— START —

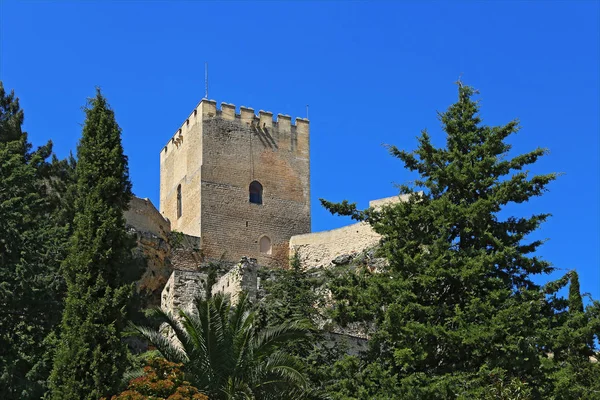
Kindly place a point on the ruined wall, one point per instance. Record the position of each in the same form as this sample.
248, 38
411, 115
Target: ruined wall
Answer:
158, 250
319, 249
181, 289
242, 277
144, 217
239, 149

— END —

- Work to do:
Recast every line of the items above as a Markdown table with the columns "Row" and "Line", numbering the rows and skipping blank lines. Leave the pictures out.

- Written answer:
| Row | Line |
|---|---|
| 1 | Kindly place a point on the ruined wall, one point per instance. Record the position of each in the same form as this sample. |
| 2 | 248, 38 |
| 3 | 411, 115 |
| 4 | Target: ruined wall |
| 5 | Answer: |
| 6 | 158, 250 |
| 7 | 319, 249 |
| 8 | 181, 289 |
| 9 | 242, 277 |
| 10 | 144, 217 |
| 11 | 239, 149 |